[Photo-based point labeling data]
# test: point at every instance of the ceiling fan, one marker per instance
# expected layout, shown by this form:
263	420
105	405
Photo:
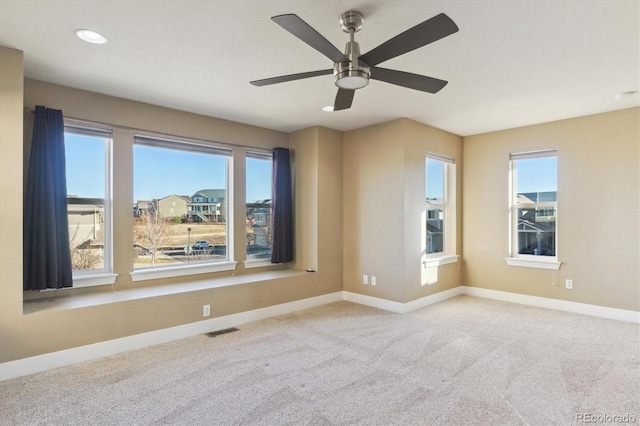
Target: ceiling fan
353	70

### TASK INSTRUCTIONS
Rewrite all the items with "ceiling fan" replaced by "overhead fan", keeping every other line the same and leaving the pictures out.

### CORRECT ANSWER
# test: point at every instance of the overhead fan, one marker per instance
# expected layout, shown by this form:
263	420
105	405
Photo:
Target: overhead fan
353	70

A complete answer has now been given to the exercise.